- EXERCISE BRIEF -
Scan the records and identify every line in which the string "water" occurs, then return those lines.

- PROVIDED RECORDS -
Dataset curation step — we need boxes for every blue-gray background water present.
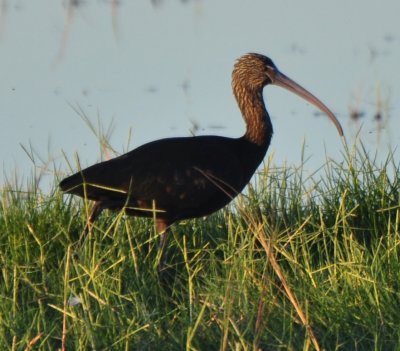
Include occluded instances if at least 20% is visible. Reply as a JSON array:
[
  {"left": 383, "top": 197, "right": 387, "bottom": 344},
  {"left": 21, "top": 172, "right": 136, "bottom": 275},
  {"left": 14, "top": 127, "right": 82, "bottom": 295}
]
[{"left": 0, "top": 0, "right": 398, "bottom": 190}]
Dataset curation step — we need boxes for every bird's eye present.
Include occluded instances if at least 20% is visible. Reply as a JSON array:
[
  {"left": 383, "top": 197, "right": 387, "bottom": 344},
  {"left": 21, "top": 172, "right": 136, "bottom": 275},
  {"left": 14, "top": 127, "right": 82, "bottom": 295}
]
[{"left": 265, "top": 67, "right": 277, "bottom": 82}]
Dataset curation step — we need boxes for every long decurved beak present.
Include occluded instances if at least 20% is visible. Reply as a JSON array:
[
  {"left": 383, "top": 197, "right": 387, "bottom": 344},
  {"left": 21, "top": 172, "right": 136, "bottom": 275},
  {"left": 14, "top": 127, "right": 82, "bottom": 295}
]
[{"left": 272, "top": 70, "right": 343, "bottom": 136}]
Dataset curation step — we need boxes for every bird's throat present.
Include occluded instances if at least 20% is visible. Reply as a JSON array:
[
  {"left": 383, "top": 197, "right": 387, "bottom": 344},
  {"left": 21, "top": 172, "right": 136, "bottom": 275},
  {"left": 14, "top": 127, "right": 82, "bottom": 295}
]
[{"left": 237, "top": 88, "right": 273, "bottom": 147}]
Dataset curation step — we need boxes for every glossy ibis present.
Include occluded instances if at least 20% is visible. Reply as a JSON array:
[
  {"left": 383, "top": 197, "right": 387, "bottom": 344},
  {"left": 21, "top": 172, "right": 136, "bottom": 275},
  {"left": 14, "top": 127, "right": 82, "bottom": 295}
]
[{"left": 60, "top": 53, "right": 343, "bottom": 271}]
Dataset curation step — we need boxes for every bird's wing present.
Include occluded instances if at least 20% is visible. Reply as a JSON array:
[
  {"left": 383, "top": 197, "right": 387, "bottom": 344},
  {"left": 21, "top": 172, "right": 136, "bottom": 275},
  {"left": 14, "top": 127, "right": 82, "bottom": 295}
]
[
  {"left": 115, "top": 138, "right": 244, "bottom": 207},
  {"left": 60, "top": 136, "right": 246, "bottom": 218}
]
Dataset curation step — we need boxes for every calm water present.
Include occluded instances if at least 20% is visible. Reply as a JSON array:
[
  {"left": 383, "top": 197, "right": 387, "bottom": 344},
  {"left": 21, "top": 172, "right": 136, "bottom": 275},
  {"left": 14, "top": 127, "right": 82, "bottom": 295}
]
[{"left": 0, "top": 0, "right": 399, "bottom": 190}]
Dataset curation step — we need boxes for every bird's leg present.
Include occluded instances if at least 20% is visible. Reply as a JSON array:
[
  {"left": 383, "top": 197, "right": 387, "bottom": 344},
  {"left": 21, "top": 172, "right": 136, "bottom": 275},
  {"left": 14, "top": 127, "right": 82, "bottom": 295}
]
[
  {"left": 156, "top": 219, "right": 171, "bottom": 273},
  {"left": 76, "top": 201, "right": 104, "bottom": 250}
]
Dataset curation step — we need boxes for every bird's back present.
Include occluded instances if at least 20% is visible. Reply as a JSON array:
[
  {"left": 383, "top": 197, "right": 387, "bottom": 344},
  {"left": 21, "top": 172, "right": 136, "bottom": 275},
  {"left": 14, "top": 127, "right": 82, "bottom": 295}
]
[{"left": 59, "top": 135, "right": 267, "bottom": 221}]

==

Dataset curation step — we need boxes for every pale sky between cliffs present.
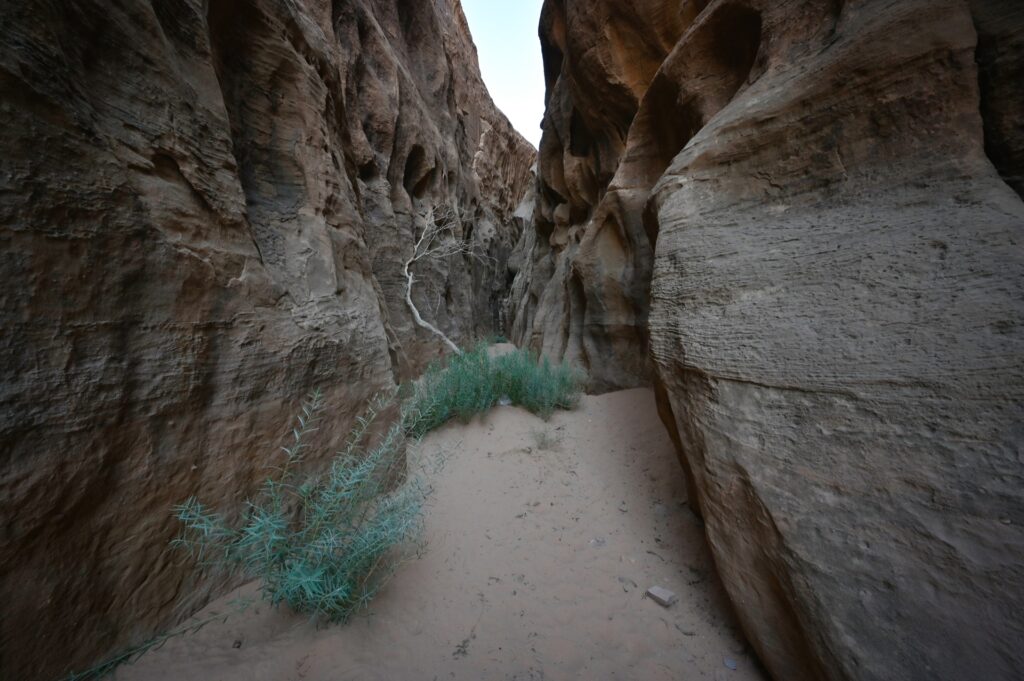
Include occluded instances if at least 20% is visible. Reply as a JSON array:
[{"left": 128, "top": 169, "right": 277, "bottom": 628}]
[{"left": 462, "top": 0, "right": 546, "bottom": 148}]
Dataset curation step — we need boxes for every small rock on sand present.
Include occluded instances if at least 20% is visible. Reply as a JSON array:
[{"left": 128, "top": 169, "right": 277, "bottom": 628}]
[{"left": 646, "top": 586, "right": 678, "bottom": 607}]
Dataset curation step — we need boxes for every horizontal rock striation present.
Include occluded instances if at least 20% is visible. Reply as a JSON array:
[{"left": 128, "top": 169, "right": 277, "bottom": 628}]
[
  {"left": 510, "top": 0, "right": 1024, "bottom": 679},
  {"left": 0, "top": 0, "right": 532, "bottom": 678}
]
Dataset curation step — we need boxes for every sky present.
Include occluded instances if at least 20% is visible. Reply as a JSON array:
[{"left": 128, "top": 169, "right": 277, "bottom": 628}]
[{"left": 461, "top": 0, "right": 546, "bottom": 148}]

- RESULT -
Dataset curation step — we need boxes for every blue-gray background water present.
Dataset curation step — we need boxes for every calm water present.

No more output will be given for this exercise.